(Task requirements):
Pick out every line in the rows below that contains the word "skier", and copy each of those lines in full.

(Data shown):

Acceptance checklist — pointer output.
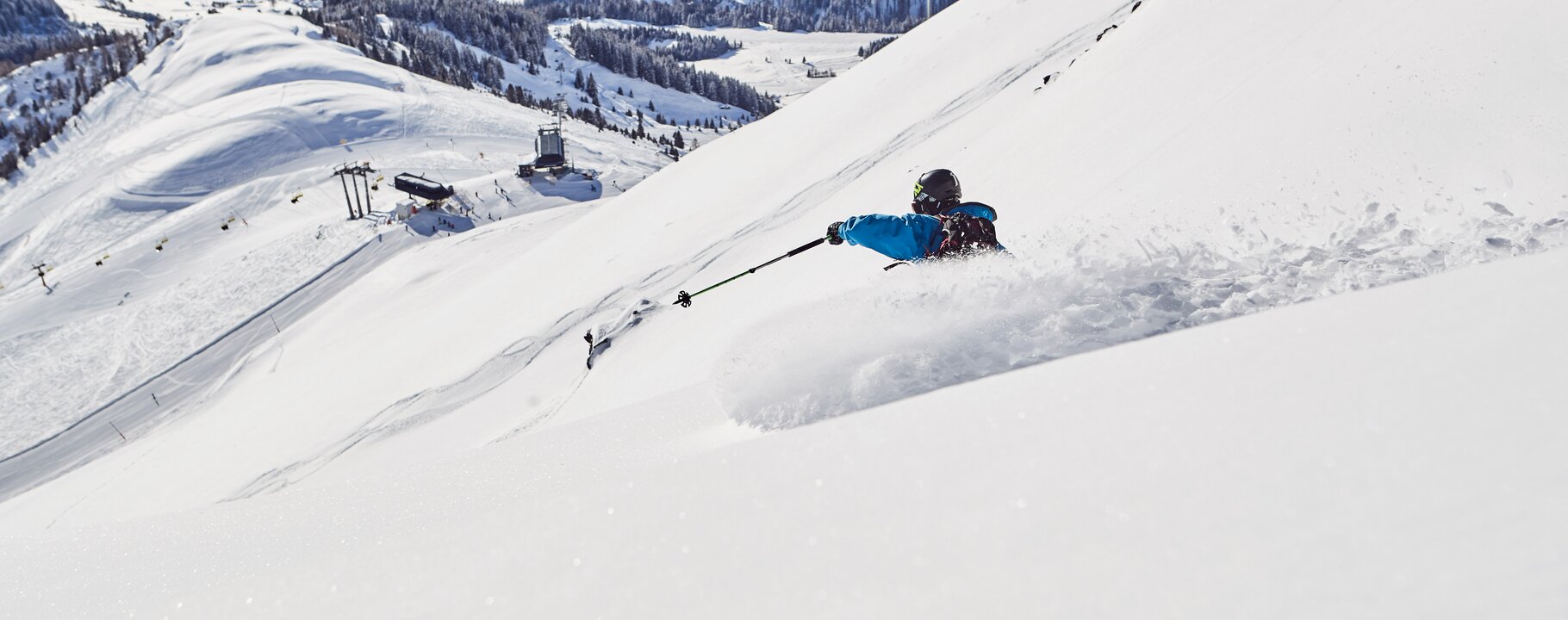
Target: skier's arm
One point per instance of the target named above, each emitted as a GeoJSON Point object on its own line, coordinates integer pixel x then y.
{"type": "Point", "coordinates": [906, 237]}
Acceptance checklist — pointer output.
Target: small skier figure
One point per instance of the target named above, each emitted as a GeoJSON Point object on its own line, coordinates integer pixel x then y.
{"type": "Point", "coordinates": [943, 224]}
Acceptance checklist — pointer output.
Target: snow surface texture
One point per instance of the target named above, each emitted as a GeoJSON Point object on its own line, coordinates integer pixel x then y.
{"type": "Point", "coordinates": [1068, 296]}
{"type": "Point", "coordinates": [428, 440]}
{"type": "Point", "coordinates": [234, 118]}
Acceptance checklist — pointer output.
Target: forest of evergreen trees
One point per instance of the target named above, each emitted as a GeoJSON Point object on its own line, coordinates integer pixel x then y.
{"type": "Point", "coordinates": [507, 30]}
{"type": "Point", "coordinates": [87, 72]}
{"type": "Point", "coordinates": [625, 55]}
{"type": "Point", "coordinates": [684, 47]}
{"type": "Point", "coordinates": [837, 16]}
{"type": "Point", "coordinates": [518, 34]}
{"type": "Point", "coordinates": [32, 30]}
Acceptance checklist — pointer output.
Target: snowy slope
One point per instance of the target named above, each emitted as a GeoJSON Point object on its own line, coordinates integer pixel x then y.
{"type": "Point", "coordinates": [233, 120]}
{"type": "Point", "coordinates": [768, 60]}
{"type": "Point", "coordinates": [1241, 470]}
{"type": "Point", "coordinates": [1386, 453]}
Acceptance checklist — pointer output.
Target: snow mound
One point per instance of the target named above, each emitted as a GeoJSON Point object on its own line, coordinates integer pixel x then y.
{"type": "Point", "coordinates": [944, 325]}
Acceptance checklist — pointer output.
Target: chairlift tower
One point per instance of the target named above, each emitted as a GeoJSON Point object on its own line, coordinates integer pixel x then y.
{"type": "Point", "coordinates": [361, 174]}
{"type": "Point", "coordinates": [551, 147]}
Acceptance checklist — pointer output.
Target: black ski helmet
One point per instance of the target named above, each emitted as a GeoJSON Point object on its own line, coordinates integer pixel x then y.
{"type": "Point", "coordinates": [936, 189]}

(Full solution):
Target: skier's arm
Target: small skier figure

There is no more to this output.